# TO DO:
- a) According to the column on FHA seller concessions, how many days will the agency give people to respond to its plan?
- b) Pick up the column on FHA limits for seller concessions after its final sentence and continue writing it.

CORRECTION: The original version of this columnist article contained errors and has been updated with corrections. FHA officials report that for homes up to $200,000, the seller concession will be capped at $6,000. For higher-priced homes, the limit will be 3 percent of the selling price or appraised value.
While the maximum seller concession on a $100,000 home would still be 6 percent, the seller contribution as a percentage of home price gradually slides down to 3 percent as the home price approaches $200,000. The maximum seller concession on a $300,000 home will be $9,000 — 3 percent of the home price — half of the $18,000 allowed under the current rule.
The Federal Housing Administration’s long-awaited rules on how much home sellers can contribute to buyers’ closing costs are finally out — sort of.
Rather than publishing final guidance on "seller concessions," the agency put out a Federal Register notice late last week saying, essentially: "OK folks, here’s what we plan to do — but if you don’t like it, we’ll give you just 30 days to tell us why."
As forecast in an earlier column (see "FHA may lower cap on seller concessions to buyers"), the almost-final rule abandons the agency’s previous plan to impose a flat 3 percent, across-the-board limit on settlement cost contributions by sellers that sweeten buyers’ deals.
That approach was strongly criticized by the National Association of Realtors and by prominent regional realty brokers as penalizing buyers and sellers in markets with low to moderate home-sale prices.
Limiting seller assistance to just 3 percent would smother sales, brokers complained, because many closing costs are fixed and represent a larger percentage of the bottom line in moderate-priced transactions compared with higher-cost sales.
FHA officials now say the agency intends to adopt a more nuanced approach. For homes up to $200,000, the seller concession will be capped at $6,000. For higher priced homes, the limit will be 3 percent of the selling price or appraised value.
So while the maximum seller concession on a $100,000 home would still be 6 percent, the seller contribution as a percentage of home price gradually slides down to 3 percent as the home price approaches $200,000.

# DATA LINES:
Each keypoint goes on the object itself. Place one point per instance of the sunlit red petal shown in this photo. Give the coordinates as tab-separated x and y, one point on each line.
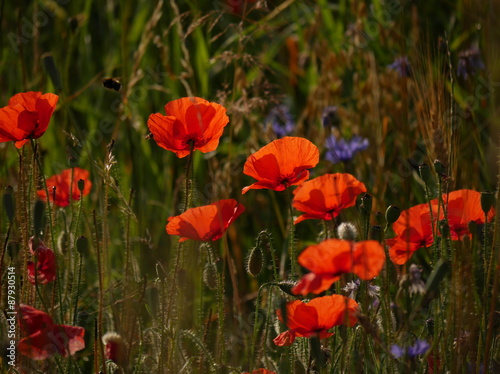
282	163
324	197
205	223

# RESULTS FOR THE EXERCISE:
- a) 30 days.

- b)
For example, in the sale of a $100,000 home, the maximum seller concession would be $6,000, or 6 percent, under the new rule — the same as it is today.
On a $120,000 purchase, it would be 5 percent ($6,000 is 5 percent of $120,000). At a $140,000 selling price, the $6,000 cap would be 4.3 percent; at $180,000 it would be 3.3 percent. At $200,000, the $6,000 cap would equal 3 percent, but would still be one-half the $12,000 (6 percent) limit currently allowed.
The maximum seller concession on a $300,000 home will be $9,000 — 3 percent of the home price — half of the $18,000 allowed under the current rule.
In effect, FHA wants to rein in what it sees as unacceptable distortions of the true property value — and therefore its own risk of loss in the event of a default — as transaction prices rise.
Left at its current 6 percent across-the-board approach, FHA noted, sellers can throw in as much as $43,785 in financial inducements to buyers in high-cost areas such as California, New York and Washington, D.C., where the maximum conforming loan limit is $729,750.
Fannie Mae and Freddie Mac have long limited seller contributions to a flat 3 percent of the selling price. The U.S. Department of Veterans Affairs allows 4 percent.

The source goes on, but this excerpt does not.